• **EXERCISE**
In the entries that follow, find every line containing "reflection" and copy it.

• **ENTRIES PROVIDED**
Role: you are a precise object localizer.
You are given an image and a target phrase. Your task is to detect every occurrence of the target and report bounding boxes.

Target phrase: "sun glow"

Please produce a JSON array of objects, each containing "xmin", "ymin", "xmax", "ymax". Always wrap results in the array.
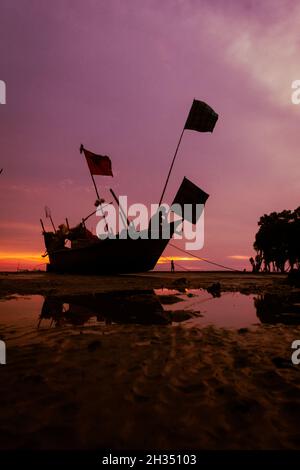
[
  {"xmin": 0, "ymin": 252, "xmax": 44, "ymax": 262},
  {"xmin": 227, "ymin": 255, "xmax": 250, "ymax": 260},
  {"xmin": 0, "ymin": 252, "xmax": 46, "ymax": 270},
  {"xmin": 157, "ymin": 256, "xmax": 197, "ymax": 265}
]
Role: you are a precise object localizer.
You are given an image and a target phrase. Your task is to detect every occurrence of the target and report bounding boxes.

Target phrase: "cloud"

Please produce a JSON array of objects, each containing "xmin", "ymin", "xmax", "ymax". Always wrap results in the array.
[{"xmin": 199, "ymin": 1, "xmax": 300, "ymax": 107}]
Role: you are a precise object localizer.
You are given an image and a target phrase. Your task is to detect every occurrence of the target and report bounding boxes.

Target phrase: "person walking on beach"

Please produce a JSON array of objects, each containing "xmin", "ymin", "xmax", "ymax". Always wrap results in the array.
[{"xmin": 171, "ymin": 259, "xmax": 175, "ymax": 273}]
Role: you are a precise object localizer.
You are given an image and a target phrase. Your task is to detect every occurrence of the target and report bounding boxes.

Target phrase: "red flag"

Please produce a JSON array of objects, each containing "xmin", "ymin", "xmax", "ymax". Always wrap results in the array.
[{"xmin": 82, "ymin": 147, "xmax": 113, "ymax": 176}]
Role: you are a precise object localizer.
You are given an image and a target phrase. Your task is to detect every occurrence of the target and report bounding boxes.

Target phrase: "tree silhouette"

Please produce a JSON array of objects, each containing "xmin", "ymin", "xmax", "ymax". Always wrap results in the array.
[{"xmin": 252, "ymin": 208, "xmax": 300, "ymax": 272}]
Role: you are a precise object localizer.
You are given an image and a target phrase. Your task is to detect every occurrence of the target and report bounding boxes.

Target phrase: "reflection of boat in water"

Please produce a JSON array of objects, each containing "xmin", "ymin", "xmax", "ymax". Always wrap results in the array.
[
  {"xmin": 254, "ymin": 293, "xmax": 300, "ymax": 325},
  {"xmin": 39, "ymin": 290, "xmax": 171, "ymax": 327},
  {"xmin": 39, "ymin": 290, "xmax": 300, "ymax": 329}
]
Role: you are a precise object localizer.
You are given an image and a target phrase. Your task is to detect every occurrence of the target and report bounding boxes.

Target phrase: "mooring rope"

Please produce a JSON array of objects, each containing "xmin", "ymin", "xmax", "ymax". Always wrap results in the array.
[{"xmin": 169, "ymin": 243, "xmax": 242, "ymax": 272}]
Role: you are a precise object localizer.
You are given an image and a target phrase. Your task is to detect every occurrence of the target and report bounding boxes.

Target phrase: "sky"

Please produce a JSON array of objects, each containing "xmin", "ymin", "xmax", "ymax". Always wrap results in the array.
[{"xmin": 0, "ymin": 0, "xmax": 300, "ymax": 271}]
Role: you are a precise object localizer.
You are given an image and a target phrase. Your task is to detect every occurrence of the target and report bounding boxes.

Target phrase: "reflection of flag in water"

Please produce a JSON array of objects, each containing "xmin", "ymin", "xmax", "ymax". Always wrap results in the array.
[
  {"xmin": 81, "ymin": 147, "xmax": 113, "ymax": 176},
  {"xmin": 184, "ymin": 99, "xmax": 218, "ymax": 133},
  {"xmin": 172, "ymin": 177, "xmax": 209, "ymax": 224}
]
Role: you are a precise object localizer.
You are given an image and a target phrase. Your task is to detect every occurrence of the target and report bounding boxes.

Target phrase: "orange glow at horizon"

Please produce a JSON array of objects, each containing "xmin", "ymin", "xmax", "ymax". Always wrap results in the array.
[
  {"xmin": 0, "ymin": 252, "xmax": 193, "ymax": 264},
  {"xmin": 0, "ymin": 251, "xmax": 46, "ymax": 263},
  {"xmin": 157, "ymin": 256, "xmax": 198, "ymax": 265},
  {"xmin": 0, "ymin": 252, "xmax": 248, "ymax": 272},
  {"xmin": 0, "ymin": 252, "xmax": 47, "ymax": 271},
  {"xmin": 0, "ymin": 252, "xmax": 195, "ymax": 267}
]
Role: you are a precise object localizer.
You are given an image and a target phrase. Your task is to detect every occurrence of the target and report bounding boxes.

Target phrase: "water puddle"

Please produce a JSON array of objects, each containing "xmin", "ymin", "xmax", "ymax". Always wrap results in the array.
[
  {"xmin": 156, "ymin": 288, "xmax": 258, "ymax": 328},
  {"xmin": 1, "ymin": 290, "xmax": 300, "ymax": 338}
]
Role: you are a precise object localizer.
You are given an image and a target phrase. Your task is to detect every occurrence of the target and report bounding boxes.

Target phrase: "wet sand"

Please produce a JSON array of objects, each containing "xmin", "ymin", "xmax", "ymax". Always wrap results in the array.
[
  {"xmin": 0, "ymin": 271, "xmax": 291, "ymax": 298},
  {"xmin": 0, "ymin": 272, "xmax": 300, "ymax": 450}
]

• **THE COMPLETED TASK**
Target phrase: "reflection of boat in water"
Target phrase: "reflection of flag in water"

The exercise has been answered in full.